▶ **Records for processing**
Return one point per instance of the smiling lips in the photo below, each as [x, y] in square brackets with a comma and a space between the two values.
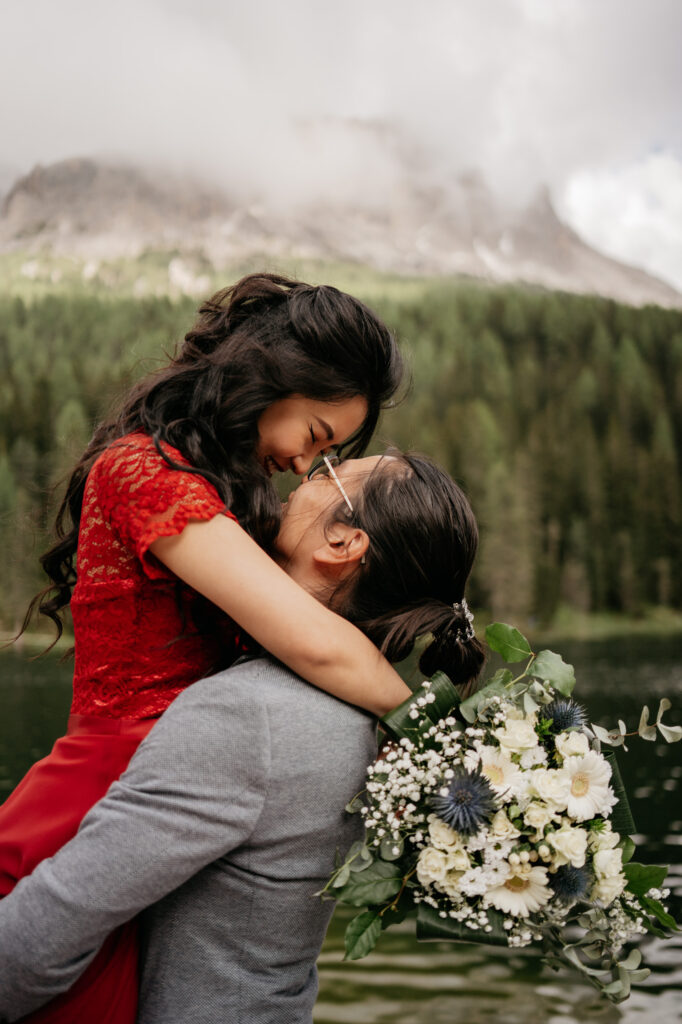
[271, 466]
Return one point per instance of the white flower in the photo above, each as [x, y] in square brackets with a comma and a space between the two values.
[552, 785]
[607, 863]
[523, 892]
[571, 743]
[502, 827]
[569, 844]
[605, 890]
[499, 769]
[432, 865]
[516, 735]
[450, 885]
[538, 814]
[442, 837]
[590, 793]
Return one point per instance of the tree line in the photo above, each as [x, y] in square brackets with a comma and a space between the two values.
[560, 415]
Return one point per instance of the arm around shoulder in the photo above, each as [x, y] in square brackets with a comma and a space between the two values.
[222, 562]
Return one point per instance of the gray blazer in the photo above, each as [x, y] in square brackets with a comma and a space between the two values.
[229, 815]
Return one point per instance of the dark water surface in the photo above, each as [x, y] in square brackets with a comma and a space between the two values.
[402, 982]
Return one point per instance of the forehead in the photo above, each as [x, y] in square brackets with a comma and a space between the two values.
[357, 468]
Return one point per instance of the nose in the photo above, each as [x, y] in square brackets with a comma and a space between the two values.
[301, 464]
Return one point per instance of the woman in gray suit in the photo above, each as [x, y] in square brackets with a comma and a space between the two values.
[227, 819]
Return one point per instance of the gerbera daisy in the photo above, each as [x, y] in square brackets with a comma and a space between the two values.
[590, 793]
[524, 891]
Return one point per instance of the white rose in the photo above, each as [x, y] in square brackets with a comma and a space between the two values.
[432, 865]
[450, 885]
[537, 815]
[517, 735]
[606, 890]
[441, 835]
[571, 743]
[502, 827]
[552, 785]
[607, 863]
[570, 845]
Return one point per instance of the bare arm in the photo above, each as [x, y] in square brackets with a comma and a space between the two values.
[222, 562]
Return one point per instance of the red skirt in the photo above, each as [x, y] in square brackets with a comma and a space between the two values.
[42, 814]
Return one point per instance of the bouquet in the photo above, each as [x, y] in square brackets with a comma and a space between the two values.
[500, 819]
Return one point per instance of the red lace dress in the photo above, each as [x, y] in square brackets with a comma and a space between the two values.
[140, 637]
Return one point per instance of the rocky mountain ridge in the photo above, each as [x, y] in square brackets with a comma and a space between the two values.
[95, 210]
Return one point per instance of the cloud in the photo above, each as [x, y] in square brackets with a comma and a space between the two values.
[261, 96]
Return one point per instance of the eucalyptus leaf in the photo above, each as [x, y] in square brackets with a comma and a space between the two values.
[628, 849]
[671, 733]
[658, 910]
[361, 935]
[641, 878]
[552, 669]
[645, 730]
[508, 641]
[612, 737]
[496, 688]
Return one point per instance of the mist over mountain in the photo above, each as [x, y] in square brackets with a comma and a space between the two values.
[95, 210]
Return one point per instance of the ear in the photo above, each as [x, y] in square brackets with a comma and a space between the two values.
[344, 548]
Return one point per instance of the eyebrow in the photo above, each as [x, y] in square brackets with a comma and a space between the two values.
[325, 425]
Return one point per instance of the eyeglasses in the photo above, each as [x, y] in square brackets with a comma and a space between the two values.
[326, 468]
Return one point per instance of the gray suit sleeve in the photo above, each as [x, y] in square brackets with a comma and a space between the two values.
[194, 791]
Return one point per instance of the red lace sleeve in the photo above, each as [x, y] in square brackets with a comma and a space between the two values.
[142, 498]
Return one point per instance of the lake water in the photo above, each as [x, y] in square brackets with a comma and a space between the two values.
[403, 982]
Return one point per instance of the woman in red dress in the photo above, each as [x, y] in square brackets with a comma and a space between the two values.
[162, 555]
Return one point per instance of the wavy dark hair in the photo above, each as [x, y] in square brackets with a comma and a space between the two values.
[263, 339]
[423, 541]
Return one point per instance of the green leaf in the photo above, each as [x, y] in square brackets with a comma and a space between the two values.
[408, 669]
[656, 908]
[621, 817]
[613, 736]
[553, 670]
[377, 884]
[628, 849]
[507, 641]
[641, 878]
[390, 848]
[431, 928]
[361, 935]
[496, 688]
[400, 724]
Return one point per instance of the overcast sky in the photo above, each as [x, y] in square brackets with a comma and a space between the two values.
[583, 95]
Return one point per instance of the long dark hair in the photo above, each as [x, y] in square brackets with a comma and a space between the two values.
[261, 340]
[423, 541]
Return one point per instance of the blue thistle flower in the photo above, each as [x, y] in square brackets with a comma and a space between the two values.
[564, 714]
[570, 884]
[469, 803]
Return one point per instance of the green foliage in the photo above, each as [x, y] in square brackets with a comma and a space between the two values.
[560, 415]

▶ **The task**
Rewrite all the records above with "one point per instance" changed to "one point for each occurrence" wherever it occurs and everything else left as is. Leave the pictures out.

▶ **Finished answer**
Return one point for each occurrence of the smiling lips in the photo below, each as [x, y] in square brackets with a comma and a space between the two values.
[271, 466]
Return one point for each occurrence of the white flower in the photo above, each as [x, y] in square brackets with a comma and a space between the two values.
[552, 785]
[607, 863]
[523, 892]
[571, 743]
[502, 827]
[569, 844]
[605, 890]
[499, 769]
[432, 865]
[516, 735]
[450, 885]
[538, 814]
[442, 837]
[590, 793]
Return one point for each occurrence of the tree line in the photo above, each as [x, y] in square brackets with a comma and a space between the two values.
[560, 415]
Return one point for each occurrence of the arm around shoulder in the photo above, each as [x, y] in square brackets with a comma and a space between the two values.
[222, 562]
Return one point for each occurrence of the gray blazer in the photo above, each as [x, y] in square brackets with a comma and a space between the two values.
[229, 815]
Return one point for each occurrence of the dark water surface in the photo above, each as [x, y] in square brackets with a comma and a space between the two values.
[402, 982]
Return one point for each occurrence of the forehead in the photo above, each as [x, y] in square brackets with a comma and a space between the two values.
[357, 468]
Return one point for each occurrence of the nose in the photo above, each as [x, y] in square brackets with a comma and a space between the two values.
[301, 464]
Return one point for each occurrence of the woman in gray suit in the photo above, each as [x, y] in square brackets with a comma and a space between the two values.
[227, 819]
Return one point for each occurrence of the gerbera daisy in the photo above, each as [x, y] in square brackets with a comma and a space between the two values.
[590, 793]
[524, 891]
Return one point for each occurrence of the white rose in the photo above, each as [x, y] in square brackets with a comma and a space between the two values.
[432, 865]
[450, 885]
[537, 815]
[517, 735]
[606, 890]
[441, 835]
[571, 743]
[502, 827]
[552, 785]
[607, 863]
[570, 845]
Return one point for each occurrence of the bare arm in the photo above, each as [x, y] in square brackets with a comma and a space between the two values.
[222, 562]
Return one point for each occurrence of the red skirt in the photo above, each as [x, y] in square brackets with a comma and a space between the two values.
[42, 814]
Return one point for each occurrence of the bouquet in the photo above, each as [x, y] in square brackets with a comma and a space between the two values.
[500, 819]
Return one point for each occurrence of the red lace dress in the photo above, each as [x, y] in square brackets with a comma and a space between the two values.
[140, 637]
Return one point for each occurrence of the rocky mountain ridge in the photo above, each as [x, y] in square brackets with a comma and a space between the two values.
[95, 210]
Return one point for each occurrence of the cloud in the photo above, each as [x, y] in square brackets with a comma and a space between the two values.
[261, 96]
Return one point for each occurrence of the eucalyptus leaf in the photo above, each as [x, y] in square brackets with a comma and a space between the two values.
[628, 849]
[671, 733]
[658, 910]
[361, 935]
[641, 878]
[552, 669]
[645, 730]
[508, 641]
[612, 737]
[496, 688]
Return one point for each occurrence of the mist over mountain in the photo above, each as [x, y] in square brackets with a comma and a space between the two values.
[95, 210]
Return one point for each occurrence of the ear in the photo above, each as [x, y] in square brackets with a comma and a space between the two values.
[344, 548]
Return one point for each occurrence of the eyebrow in the photo above, each as [x, y] in square brackets with a comma and a space between the two values.
[325, 425]
Return one point for each occurrence of the eyeglasses in the photo above, each as [x, y] in square brackets with a comma and a space between the two values.
[326, 468]
Return one point for each occurrence of the gray suit sleeve in the photo above, each as [x, y] in square brackets with a comma and a space between the two values.
[194, 791]
Return one point for each occurrence of the red lace sleeve in the photo above, each as [x, y] in square brackets with a comma and a space between the two values.
[142, 498]
Return one point for each occurrence of the lake water in the photo above, each as [x, y] in square brackets with a comma and a space between the two values.
[403, 982]
Return one point for each occurrence of the woman in red dress in the photo above, each as [x, y] in square brackets with a comma and a space between the two values.
[162, 555]
Return one point for each occurrence of the wavy dark hair in the photo above, each as [x, y] in square brackets with a comma and a space between the two values.
[263, 339]
[423, 541]
Return one point for each occurrence of the green leaf in the photo above, each as [x, y] in square brackets with a comma and a space between the two values.
[408, 669]
[656, 908]
[621, 817]
[613, 736]
[553, 670]
[377, 884]
[628, 849]
[507, 641]
[641, 878]
[390, 848]
[431, 928]
[361, 935]
[496, 688]
[400, 724]
Return one point for each occurrence of the overcast sky in the photo above, each as [x, y] in square brackets with a comma and a space between the two values.
[583, 95]
Return one point for each occurrence of the long dark hair in the photo above, each as [x, y] in square brackets with a comma and a space between the two values.
[261, 340]
[423, 541]
Return one point for each occurrence of the blue thistle flower in the photo above, each as [x, y] in square brackets with a comma and a space between the two values.
[564, 714]
[570, 884]
[469, 803]
Return one point for each occurrence of the green foliage in the photo above, each as [x, y] in square brackets with a comma and a space between the two values.
[560, 415]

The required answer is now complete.